▶ _Information provided_
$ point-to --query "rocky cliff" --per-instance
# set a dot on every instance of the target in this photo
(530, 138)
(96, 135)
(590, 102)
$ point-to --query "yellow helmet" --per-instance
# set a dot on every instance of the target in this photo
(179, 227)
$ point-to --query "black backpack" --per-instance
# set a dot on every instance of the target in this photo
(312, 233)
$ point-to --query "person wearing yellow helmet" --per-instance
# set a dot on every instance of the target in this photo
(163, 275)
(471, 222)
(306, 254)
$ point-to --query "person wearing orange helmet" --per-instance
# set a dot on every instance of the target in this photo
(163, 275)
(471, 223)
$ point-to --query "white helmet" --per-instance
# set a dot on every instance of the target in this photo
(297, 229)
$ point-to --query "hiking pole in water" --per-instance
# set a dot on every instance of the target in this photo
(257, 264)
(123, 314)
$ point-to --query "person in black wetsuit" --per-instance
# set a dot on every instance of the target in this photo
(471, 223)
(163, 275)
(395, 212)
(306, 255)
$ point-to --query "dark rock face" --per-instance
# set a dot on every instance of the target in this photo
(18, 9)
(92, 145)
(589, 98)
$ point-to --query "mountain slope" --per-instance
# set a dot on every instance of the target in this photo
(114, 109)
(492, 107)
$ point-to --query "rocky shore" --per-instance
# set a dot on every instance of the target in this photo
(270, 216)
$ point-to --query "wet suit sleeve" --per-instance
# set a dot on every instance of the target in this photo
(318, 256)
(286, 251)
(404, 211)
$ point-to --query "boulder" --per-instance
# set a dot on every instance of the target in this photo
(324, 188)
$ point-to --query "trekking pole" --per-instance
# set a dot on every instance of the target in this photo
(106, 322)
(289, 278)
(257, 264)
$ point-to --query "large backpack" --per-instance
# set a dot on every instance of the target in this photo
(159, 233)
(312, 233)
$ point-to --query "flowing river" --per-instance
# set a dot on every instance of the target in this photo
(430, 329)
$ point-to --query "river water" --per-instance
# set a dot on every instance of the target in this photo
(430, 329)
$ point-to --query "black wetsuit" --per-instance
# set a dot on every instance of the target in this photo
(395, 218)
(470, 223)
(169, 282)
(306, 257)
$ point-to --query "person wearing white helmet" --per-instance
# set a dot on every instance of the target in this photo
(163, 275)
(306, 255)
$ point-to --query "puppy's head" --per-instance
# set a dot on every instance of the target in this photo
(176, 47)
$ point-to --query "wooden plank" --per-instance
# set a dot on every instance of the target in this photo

▶ _Stated problem_
Output the complete data exactly as written.

▶ _Answer to the problem_
$ point-to --query "rocky cliff" --per-instance
# set a dot on every instance of the target in this photo
(530, 138)
(96, 135)
(590, 102)
$ point-to --query "yellow helmet" --per-instance
# set a dot on every instance of the target in this photo
(179, 227)
$ point-to --query "black backpack" --per-instance
# set a dot on every instance of the target in this photo
(312, 233)
$ point-to --query "person wearing yellow helmet" --per-instance
# set a dot on every instance of the target in this photo
(163, 275)
(471, 222)
(306, 254)
$ point-to --query "person wearing orange helmet" --per-instance
# set a dot on every instance of the target in this photo
(163, 275)
(471, 223)
$ point-to --query "white helmet" --per-instance
# set a dot on every instance of the target in this photo
(297, 229)
$ point-to --query "hiking pole in water" --per-instance
# set a dot on every instance of the target in this photo
(257, 264)
(123, 314)
$ point-to --query "person in black wetsuit" --per-instance
# set a dot on every instance of the target in this photo
(471, 223)
(163, 275)
(395, 212)
(306, 255)
$ point-to --query "dark rock face" --per-instance
# set a dot on every instance of the target in this photo
(18, 9)
(92, 145)
(589, 98)
$ point-to --query "mountain slope" --per-instance
# set a dot on every instance of the target in this photo
(114, 109)
(492, 107)
$ point-to --query "rocky shore" --per-instance
# set a dot on every instance of the target in this photo
(270, 216)
$ point-to --query "wet suit sleeve" --per-instance
# set a dot on every instance of the target in this photo
(318, 256)
(286, 251)
(404, 211)
$ point-to --query "boulder" --per-instance
# set a dot on every instance of the target in this photo
(324, 188)
$ point-to --query "trekking pole" --per-instance
# set a dot on every instance of the target in this photo
(106, 322)
(289, 278)
(257, 264)
$ point-to --query "large backpack" --per-instance
# set a dot on every instance of the target in this photo
(159, 233)
(312, 233)
$ point-to --query "flowing river" --per-instance
# set a dot on every instance of the target in this photo
(430, 329)
$ point-to --query "river water" --per-instance
# set a dot on every instance of the target in this photo
(430, 329)
$ point-to --query "black wetsuit" --per-instance
# set a dot on every instance of the target in this photo
(395, 218)
(470, 223)
(169, 282)
(306, 257)
$ point-to --query "person wearing white helmet" --per-instance
# set a dot on every instance of the target in this photo
(163, 275)
(306, 255)
$ point-to --query "puppy's head" --per-instance
# set a dot on every instance of the target in this photo
(176, 47)
$ point-to --query "wooden plank" --per-instance
# set a dot on every instance of the target in this photo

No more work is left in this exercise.